Selected passage.
___

I say this to someone who likely spends 90+ hours a week dedicated to their specialty? I get it. Almost insulting- but, let’s be real, you don’t know it all. Is it even possible to know every research study outcome and whether it was good or bad as it pertained to every unique patient presentation that could possibly ever present? Pretty sure it’s not. I’m also pretty sure it is easy to forget this concept whether your specialty is micro hand surgery or Emergency Medicine (aka: having the “tricks to all trades yet masters of none”).
Let us then acknowledge it for what it is: ego. Fear of being perceived as less than all powerful in one’s field rather than recognizing one’s limitations, gaps in knowledge, potential learning opportunities, and commanding trust as a result of this humility. How do I know? Who do I think I am?
I am absolutely no one other than an ER provider having borne some recent heavy burdens. As such, I am everyone. I also know at least some of you can relate to some of this.
For example, some of you have taken a job that made you (initially unconsciously) miserable, maybe in the wrong city. Some of you have made personal life choices that have gotten in the way of your careers and vice versa. Some of you are trapped under a mentor who holds your future in their hands unjustifiably. Some of you have had to deal with very troubling ethical questions both personally and clinically, alone. Some of these decisions have exploded in your faces. Some of you are dealing with the deaths of loved ones, with mortgages, childcare issues, with student loans, a pandemic no one, not even the CDC, was prepared to deal with.
Some of you are probably also hearing news of international uncertainty, whether due to political unrest, the climate crisis, or anything in between. Some of you are heart broken because of this. Some of you may even be questioning your place in this world of seemingly selfish individuals who have the actual cojones to go on public TV, take advantage of those with lower medical literacy, and start a fight between parents and the rest of humanity about a proven life saving intervention that will keep our schools open: a mask. Some of your minds are blown that politics and social media, not medicine, not evidence or science, is taking control of society. Minds blown that there is a general paucity and lack of respect for the truth and the general well being of all (so long as no one is watching them). Voyeurism. It’s a thing.

___

(Referring-expression pointing data)
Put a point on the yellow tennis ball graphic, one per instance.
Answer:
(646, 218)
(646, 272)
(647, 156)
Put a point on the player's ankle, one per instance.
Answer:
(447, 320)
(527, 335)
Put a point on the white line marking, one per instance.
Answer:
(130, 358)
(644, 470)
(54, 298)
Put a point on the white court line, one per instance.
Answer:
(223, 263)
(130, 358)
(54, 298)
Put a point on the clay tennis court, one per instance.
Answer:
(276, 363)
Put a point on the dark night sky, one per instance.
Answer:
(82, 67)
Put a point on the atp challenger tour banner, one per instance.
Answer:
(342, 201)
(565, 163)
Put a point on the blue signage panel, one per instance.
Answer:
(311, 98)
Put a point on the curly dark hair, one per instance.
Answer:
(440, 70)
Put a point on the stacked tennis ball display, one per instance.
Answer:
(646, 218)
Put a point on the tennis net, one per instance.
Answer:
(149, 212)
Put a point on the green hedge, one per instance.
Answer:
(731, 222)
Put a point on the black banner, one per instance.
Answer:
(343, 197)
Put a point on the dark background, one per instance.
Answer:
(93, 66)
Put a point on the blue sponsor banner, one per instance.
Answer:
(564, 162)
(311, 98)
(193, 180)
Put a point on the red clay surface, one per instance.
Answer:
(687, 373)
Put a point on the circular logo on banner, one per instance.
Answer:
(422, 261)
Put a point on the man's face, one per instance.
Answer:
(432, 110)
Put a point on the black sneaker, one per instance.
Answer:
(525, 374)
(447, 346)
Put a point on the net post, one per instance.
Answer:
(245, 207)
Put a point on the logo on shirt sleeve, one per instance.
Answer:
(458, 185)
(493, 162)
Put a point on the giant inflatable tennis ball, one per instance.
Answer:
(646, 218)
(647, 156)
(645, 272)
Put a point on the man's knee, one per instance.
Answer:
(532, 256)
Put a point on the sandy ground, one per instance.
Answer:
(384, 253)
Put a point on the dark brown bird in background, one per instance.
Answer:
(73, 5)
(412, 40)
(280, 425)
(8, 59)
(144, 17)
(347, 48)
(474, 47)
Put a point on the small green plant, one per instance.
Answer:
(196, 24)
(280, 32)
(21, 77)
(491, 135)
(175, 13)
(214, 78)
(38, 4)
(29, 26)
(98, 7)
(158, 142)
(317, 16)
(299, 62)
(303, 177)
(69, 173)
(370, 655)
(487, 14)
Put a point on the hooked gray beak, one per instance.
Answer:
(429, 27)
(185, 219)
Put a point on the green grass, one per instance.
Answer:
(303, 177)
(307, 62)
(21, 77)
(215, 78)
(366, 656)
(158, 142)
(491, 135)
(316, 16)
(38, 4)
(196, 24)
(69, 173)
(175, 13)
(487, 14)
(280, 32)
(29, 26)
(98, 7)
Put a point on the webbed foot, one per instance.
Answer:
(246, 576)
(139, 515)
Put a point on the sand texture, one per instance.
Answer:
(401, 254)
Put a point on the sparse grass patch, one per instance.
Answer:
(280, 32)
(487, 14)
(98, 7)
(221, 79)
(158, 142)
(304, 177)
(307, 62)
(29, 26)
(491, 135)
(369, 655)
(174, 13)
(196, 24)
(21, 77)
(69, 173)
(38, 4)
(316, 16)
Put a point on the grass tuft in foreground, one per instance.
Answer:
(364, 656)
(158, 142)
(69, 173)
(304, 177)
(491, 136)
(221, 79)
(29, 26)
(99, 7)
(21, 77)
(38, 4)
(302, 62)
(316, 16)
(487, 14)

___

Task requirements.
Print the entire passage about ego and humility in medicine, word for word. These records were taken from a separate source.

Result.
I say this to someone who likely spends 90+ hours a week dedicated to their specialty? I get it. Almost insulting- but, let’s be real, you don’t know it all. Is it even possible to know every research study outcome and whether it was good or bad as it pertained to every unique patient presentation that could possibly ever present? Pretty sure it’s not. I’m also pretty sure it is easy to forget this concept whether your specialty is micro hand surgery or Emergency Medicine (aka: having the “tricks to all trades yet masters of none”).
Let us then acknowledge it for what it is: ego. Fear of being perceived as less than all powerful in one’s field rather than recognizing one’s limitations, gaps in knowledge, potential learning opportunities, and commanding trust as a result of this humility. How do I know? Who do I think I am?
I am absolutely no one other than an ER provider having borne some recent heavy burdens. As such, I am everyone. I also know at least some of you can relate to some of this.
For example, some of you have taken a job that made you (initially unconsciously) miserable, maybe in the wrong city. Some of you have made personal life choices that have gotten in the way of your careers and vice versa. Some of you are trapped under a mentor who holds your future in their hands unjustifiably. Some of you have had to deal with very troubling ethical questions both personally and clinically, alone. Some of these decisions have exploded in your faces. Some of you are dealing with the deaths of loved ones, with mortgages, childcare issues, with student loans, a pandemic no one, not even the CDC, was prepared to deal with.
Some of you are probably also hearing news of international uncertainty, whether due to political unrest, the climate crisis, or anything in between. Some of you are heart broken because of this. Some of you may even be questioning your place in this world of seemingly selfish individuals who have the actual cojones to go on public TV, take advantage of those with lower medical literacy, and start a fight between parents and the rest of humanity about a proven life saving intervention that will keep our schools open: a mask. Some of your minds are blown that politics and social media, not medicine, not evidence or science, is taking control of society. Minds blown that there is a general paucity and lack of respect for the truth and the general well being of all (so long as no one is watching them). Voyeurism. It’s a thing.